→ Problem to solve
List every line of the rows below that contains the word "steel", copying each line in full.

→ Data records
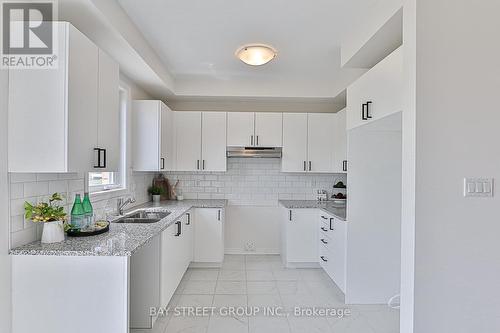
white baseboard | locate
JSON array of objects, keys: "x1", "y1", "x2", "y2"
[{"x1": 224, "y1": 248, "x2": 281, "y2": 254}]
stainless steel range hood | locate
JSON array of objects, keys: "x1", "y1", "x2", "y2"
[{"x1": 226, "y1": 147, "x2": 281, "y2": 158}]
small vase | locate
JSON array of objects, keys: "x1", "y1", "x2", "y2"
[{"x1": 42, "y1": 221, "x2": 64, "y2": 244}]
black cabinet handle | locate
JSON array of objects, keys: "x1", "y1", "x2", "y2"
[
  {"x1": 174, "y1": 221, "x2": 182, "y2": 237},
  {"x1": 366, "y1": 101, "x2": 372, "y2": 119},
  {"x1": 102, "y1": 149, "x2": 106, "y2": 168}
]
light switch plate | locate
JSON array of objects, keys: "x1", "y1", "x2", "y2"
[{"x1": 464, "y1": 178, "x2": 493, "y2": 197}]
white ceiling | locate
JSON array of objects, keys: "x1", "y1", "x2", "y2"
[{"x1": 118, "y1": 0, "x2": 377, "y2": 97}]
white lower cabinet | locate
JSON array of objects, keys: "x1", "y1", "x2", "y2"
[
  {"x1": 159, "y1": 208, "x2": 224, "y2": 309},
  {"x1": 193, "y1": 208, "x2": 224, "y2": 263},
  {"x1": 160, "y1": 211, "x2": 193, "y2": 306},
  {"x1": 129, "y1": 236, "x2": 161, "y2": 329},
  {"x1": 281, "y1": 208, "x2": 318, "y2": 267}
]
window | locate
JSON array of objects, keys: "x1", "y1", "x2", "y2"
[{"x1": 88, "y1": 86, "x2": 129, "y2": 192}]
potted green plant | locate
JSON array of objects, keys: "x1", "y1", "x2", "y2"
[
  {"x1": 24, "y1": 193, "x2": 67, "y2": 243},
  {"x1": 148, "y1": 185, "x2": 164, "y2": 202}
]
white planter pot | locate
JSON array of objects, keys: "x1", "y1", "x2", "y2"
[{"x1": 42, "y1": 221, "x2": 64, "y2": 244}]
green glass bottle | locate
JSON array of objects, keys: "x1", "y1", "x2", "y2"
[
  {"x1": 82, "y1": 192, "x2": 94, "y2": 227},
  {"x1": 71, "y1": 194, "x2": 85, "y2": 229}
]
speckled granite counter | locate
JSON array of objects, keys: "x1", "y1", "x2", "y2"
[
  {"x1": 10, "y1": 200, "x2": 226, "y2": 256},
  {"x1": 280, "y1": 200, "x2": 346, "y2": 221}
]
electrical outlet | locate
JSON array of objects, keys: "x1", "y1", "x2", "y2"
[
  {"x1": 464, "y1": 178, "x2": 493, "y2": 197},
  {"x1": 245, "y1": 242, "x2": 255, "y2": 252}
]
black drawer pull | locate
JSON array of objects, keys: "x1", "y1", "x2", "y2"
[{"x1": 174, "y1": 221, "x2": 181, "y2": 237}]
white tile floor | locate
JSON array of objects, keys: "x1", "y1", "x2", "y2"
[{"x1": 133, "y1": 255, "x2": 399, "y2": 333}]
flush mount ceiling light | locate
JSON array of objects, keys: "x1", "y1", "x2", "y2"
[{"x1": 236, "y1": 44, "x2": 276, "y2": 66}]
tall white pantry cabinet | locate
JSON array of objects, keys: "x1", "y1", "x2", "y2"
[{"x1": 8, "y1": 22, "x2": 121, "y2": 172}]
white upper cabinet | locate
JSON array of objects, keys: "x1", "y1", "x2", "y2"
[
  {"x1": 307, "y1": 113, "x2": 335, "y2": 172},
  {"x1": 254, "y1": 112, "x2": 283, "y2": 147},
  {"x1": 201, "y1": 112, "x2": 227, "y2": 171},
  {"x1": 333, "y1": 109, "x2": 348, "y2": 173},
  {"x1": 175, "y1": 111, "x2": 202, "y2": 171},
  {"x1": 227, "y1": 112, "x2": 255, "y2": 147},
  {"x1": 281, "y1": 113, "x2": 336, "y2": 173},
  {"x1": 175, "y1": 111, "x2": 226, "y2": 171},
  {"x1": 132, "y1": 100, "x2": 175, "y2": 171},
  {"x1": 96, "y1": 50, "x2": 121, "y2": 171},
  {"x1": 8, "y1": 22, "x2": 120, "y2": 172},
  {"x1": 281, "y1": 113, "x2": 307, "y2": 172},
  {"x1": 227, "y1": 112, "x2": 283, "y2": 147},
  {"x1": 347, "y1": 47, "x2": 404, "y2": 130}
]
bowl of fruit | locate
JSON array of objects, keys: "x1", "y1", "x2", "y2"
[{"x1": 332, "y1": 192, "x2": 347, "y2": 205}]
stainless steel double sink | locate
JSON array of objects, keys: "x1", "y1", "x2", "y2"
[{"x1": 113, "y1": 209, "x2": 170, "y2": 223}]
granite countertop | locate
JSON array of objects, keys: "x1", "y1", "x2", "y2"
[
  {"x1": 10, "y1": 200, "x2": 226, "y2": 256},
  {"x1": 280, "y1": 200, "x2": 346, "y2": 221}
]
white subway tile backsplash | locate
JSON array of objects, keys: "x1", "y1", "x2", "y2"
[{"x1": 165, "y1": 158, "x2": 346, "y2": 206}]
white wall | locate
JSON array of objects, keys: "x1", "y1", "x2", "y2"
[
  {"x1": 165, "y1": 158, "x2": 346, "y2": 253},
  {"x1": 414, "y1": 0, "x2": 500, "y2": 333},
  {"x1": 0, "y1": 70, "x2": 11, "y2": 332}
]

→ Answer below
stainless steel range hood | locate
stainless steel double sink | locate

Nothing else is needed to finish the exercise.